• Problem to solve
Turn every line of the listing below into a numbered list, dropping any blank lines.

# Raw data start

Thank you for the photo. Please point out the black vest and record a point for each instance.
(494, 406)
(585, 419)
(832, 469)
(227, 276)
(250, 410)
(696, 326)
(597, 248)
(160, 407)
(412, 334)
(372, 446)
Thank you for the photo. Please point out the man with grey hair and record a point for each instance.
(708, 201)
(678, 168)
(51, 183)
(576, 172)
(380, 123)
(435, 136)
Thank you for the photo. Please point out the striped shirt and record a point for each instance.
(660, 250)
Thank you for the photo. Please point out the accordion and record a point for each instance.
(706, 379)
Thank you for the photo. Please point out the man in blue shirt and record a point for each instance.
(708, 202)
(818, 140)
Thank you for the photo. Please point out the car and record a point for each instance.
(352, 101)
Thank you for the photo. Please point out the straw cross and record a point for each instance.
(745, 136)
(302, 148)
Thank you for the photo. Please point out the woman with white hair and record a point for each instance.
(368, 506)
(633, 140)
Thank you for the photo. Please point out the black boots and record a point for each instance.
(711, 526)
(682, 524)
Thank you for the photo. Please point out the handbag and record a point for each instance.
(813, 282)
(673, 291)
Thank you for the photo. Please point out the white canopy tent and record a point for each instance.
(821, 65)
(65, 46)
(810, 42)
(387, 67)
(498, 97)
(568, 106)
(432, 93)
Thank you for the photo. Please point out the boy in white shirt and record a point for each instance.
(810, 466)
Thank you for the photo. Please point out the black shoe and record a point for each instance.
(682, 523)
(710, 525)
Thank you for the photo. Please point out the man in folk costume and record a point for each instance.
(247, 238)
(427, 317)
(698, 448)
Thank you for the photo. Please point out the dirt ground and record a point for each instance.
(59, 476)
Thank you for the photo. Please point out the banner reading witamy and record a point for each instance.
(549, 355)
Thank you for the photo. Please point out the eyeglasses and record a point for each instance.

# Raw data end

• Full response
1. Thank you for the photo. Please point out the black vest and record a point for each instance.
2. (494, 406)
3. (585, 419)
4. (832, 469)
5. (227, 276)
6. (250, 410)
7. (696, 326)
8. (597, 248)
9. (160, 407)
10. (412, 334)
11. (372, 446)
12. Thank you for the photo. Please point out the man with grey hair and record a point for each instance.
13. (708, 201)
14. (678, 168)
15. (51, 183)
16. (576, 172)
17. (380, 123)
18. (435, 136)
19. Thank you for the photo. Please point out the striped shirt and record a point for each instance.
20. (660, 250)
21. Thank you for the photo. Please point out the accordion and record a point for each instance.
22. (706, 379)
23. Thank you for the photo. Please point out the man in blue shirt and record a point for each instance.
24. (708, 202)
25. (818, 140)
26. Thank you for the photo. Please point out the car and record a point for each instance.
27. (352, 101)
28. Thank you for the photo. Please point out the straw cross and record a point for each instance.
29. (745, 136)
30. (302, 148)
31. Thank you for the photo. Please point out the woman with white hair and record a point for each instance.
32. (368, 506)
33. (633, 140)
34. Thank you for the photo. Please point out the black boots and record a point for each instance.
35. (711, 526)
36. (682, 524)
37. Thank you for the photo. Please point out the handbag and record a point for each instance.
38. (813, 282)
39. (673, 291)
40. Thank you for the photo. Please point out the white canopy tent and record a point for each instance.
41. (821, 65)
42. (65, 46)
43. (810, 42)
44. (387, 67)
45. (498, 97)
46. (568, 106)
47. (432, 93)
48. Thank you for the photo. Please point out the boy in white shirt and record a point for each instance.
49. (810, 466)
50. Thank you for the photo. Please point out the black shoe and record a point for each instance.
51. (682, 523)
52. (710, 525)
53. Thank you for the photo. Please point out the man in folk costume and record a point for each instance.
54. (247, 238)
55. (427, 317)
56. (698, 448)
57. Thank you for the photo. Please point out the dirt ground and record a point for each instance.
58. (59, 476)
59. Thank you for the photo. Please point out the banner reading witamy and record a point for each instance.
60. (549, 355)
61. Thank you for the photo. Please point out the eyeglasses and record a point for each instance.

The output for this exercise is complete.